__Short task__.
Can you rewrite the entries below with every "Tag" replaced by "Locate" and everything else unchanged, leaving the pictures out of your answer?

__Dataset extract__.
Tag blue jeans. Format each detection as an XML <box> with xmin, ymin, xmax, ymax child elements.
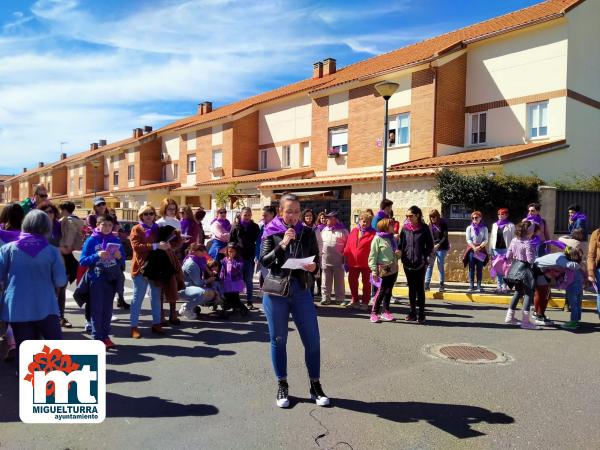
<box><xmin>565</xmin><ymin>270</ymin><xmax>583</xmax><ymax>322</ymax></box>
<box><xmin>89</xmin><ymin>276</ymin><xmax>119</xmax><ymax>341</ymax></box>
<box><xmin>242</xmin><ymin>259</ymin><xmax>254</xmax><ymax>303</ymax></box>
<box><xmin>469</xmin><ymin>252</ymin><xmax>483</xmax><ymax>289</ymax></box>
<box><xmin>263</xmin><ymin>278</ymin><xmax>321</xmax><ymax>380</ymax></box>
<box><xmin>129</xmin><ymin>275</ymin><xmax>162</xmax><ymax>327</ymax></box>
<box><xmin>492</xmin><ymin>248</ymin><xmax>508</xmax><ymax>289</ymax></box>
<box><xmin>425</xmin><ymin>250</ymin><xmax>448</xmax><ymax>285</ymax></box>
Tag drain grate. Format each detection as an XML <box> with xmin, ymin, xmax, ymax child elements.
<box><xmin>425</xmin><ymin>344</ymin><xmax>511</xmax><ymax>364</ymax></box>
<box><xmin>439</xmin><ymin>345</ymin><xmax>497</xmax><ymax>361</ymax></box>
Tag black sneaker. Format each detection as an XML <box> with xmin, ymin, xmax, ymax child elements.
<box><xmin>310</xmin><ymin>380</ymin><xmax>329</xmax><ymax>406</ymax></box>
<box><xmin>277</xmin><ymin>380</ymin><xmax>290</xmax><ymax>408</ymax></box>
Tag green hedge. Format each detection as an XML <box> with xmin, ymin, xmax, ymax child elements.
<box><xmin>436</xmin><ymin>169</ymin><xmax>542</xmax><ymax>222</ymax></box>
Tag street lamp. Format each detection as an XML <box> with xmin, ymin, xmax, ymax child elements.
<box><xmin>375</xmin><ymin>81</ymin><xmax>400</xmax><ymax>199</ymax></box>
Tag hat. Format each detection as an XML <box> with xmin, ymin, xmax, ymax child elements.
<box><xmin>94</xmin><ymin>197</ymin><xmax>106</xmax><ymax>206</ymax></box>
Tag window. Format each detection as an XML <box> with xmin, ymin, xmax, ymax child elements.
<box><xmin>258</xmin><ymin>150</ymin><xmax>269</xmax><ymax>170</ymax></box>
<box><xmin>527</xmin><ymin>101</ymin><xmax>548</xmax><ymax>138</ymax></box>
<box><xmin>281</xmin><ymin>145</ymin><xmax>292</xmax><ymax>167</ymax></box>
<box><xmin>329</xmin><ymin>127</ymin><xmax>348</xmax><ymax>155</ymax></box>
<box><xmin>212</xmin><ymin>150</ymin><xmax>223</xmax><ymax>169</ymax></box>
<box><xmin>470</xmin><ymin>113</ymin><xmax>487</xmax><ymax>145</ymax></box>
<box><xmin>188</xmin><ymin>155</ymin><xmax>196</xmax><ymax>173</ymax></box>
<box><xmin>388</xmin><ymin>113</ymin><xmax>410</xmax><ymax>147</ymax></box>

__Correct answer__.
Locate blue jeans. Format each detection as an XML <box> with xmin, ymin, xmax, ymax child elements.
<box><xmin>565</xmin><ymin>270</ymin><xmax>583</xmax><ymax>322</ymax></box>
<box><xmin>89</xmin><ymin>276</ymin><xmax>119</xmax><ymax>341</ymax></box>
<box><xmin>242</xmin><ymin>259</ymin><xmax>254</xmax><ymax>303</ymax></box>
<box><xmin>469</xmin><ymin>252</ymin><xmax>483</xmax><ymax>289</ymax></box>
<box><xmin>263</xmin><ymin>278</ymin><xmax>321</xmax><ymax>380</ymax></box>
<box><xmin>129</xmin><ymin>275</ymin><xmax>162</xmax><ymax>327</ymax></box>
<box><xmin>492</xmin><ymin>248</ymin><xmax>508</xmax><ymax>289</ymax></box>
<box><xmin>425</xmin><ymin>250</ymin><xmax>448</xmax><ymax>285</ymax></box>
Locate drain grate. Format each detection as an XML <box> with xmin, ymin, xmax, ymax child elements.
<box><xmin>425</xmin><ymin>344</ymin><xmax>511</xmax><ymax>364</ymax></box>
<box><xmin>439</xmin><ymin>345</ymin><xmax>497</xmax><ymax>361</ymax></box>
Locate black sneaker. Format each detection as an XML <box> with xmin, ymin, xmax, ymax child elements.
<box><xmin>310</xmin><ymin>380</ymin><xmax>329</xmax><ymax>406</ymax></box>
<box><xmin>277</xmin><ymin>380</ymin><xmax>290</xmax><ymax>408</ymax></box>
Locate green hedge. Format each detection as an XML <box> with xmin, ymin, xmax, ymax child elements.
<box><xmin>436</xmin><ymin>169</ymin><xmax>542</xmax><ymax>222</ymax></box>
Locate street lamp. Format each detection as an XML <box> with xmin, ymin, xmax, ymax child elements.
<box><xmin>375</xmin><ymin>81</ymin><xmax>400</xmax><ymax>199</ymax></box>
Locate hat. Format each detection as an XML <box> with xmin, ymin, xmax, ymax child elements.
<box><xmin>94</xmin><ymin>197</ymin><xmax>106</xmax><ymax>206</ymax></box>
Locate window. Format each detection as an XML <box> with xmin, ymin, xmax, ymax child elements.
<box><xmin>258</xmin><ymin>150</ymin><xmax>269</xmax><ymax>170</ymax></box>
<box><xmin>527</xmin><ymin>101</ymin><xmax>548</xmax><ymax>138</ymax></box>
<box><xmin>281</xmin><ymin>145</ymin><xmax>292</xmax><ymax>167</ymax></box>
<box><xmin>329</xmin><ymin>127</ymin><xmax>348</xmax><ymax>155</ymax></box>
<box><xmin>212</xmin><ymin>150</ymin><xmax>223</xmax><ymax>169</ymax></box>
<box><xmin>470</xmin><ymin>113</ymin><xmax>487</xmax><ymax>145</ymax></box>
<box><xmin>188</xmin><ymin>155</ymin><xmax>196</xmax><ymax>173</ymax></box>
<box><xmin>388</xmin><ymin>113</ymin><xmax>410</xmax><ymax>147</ymax></box>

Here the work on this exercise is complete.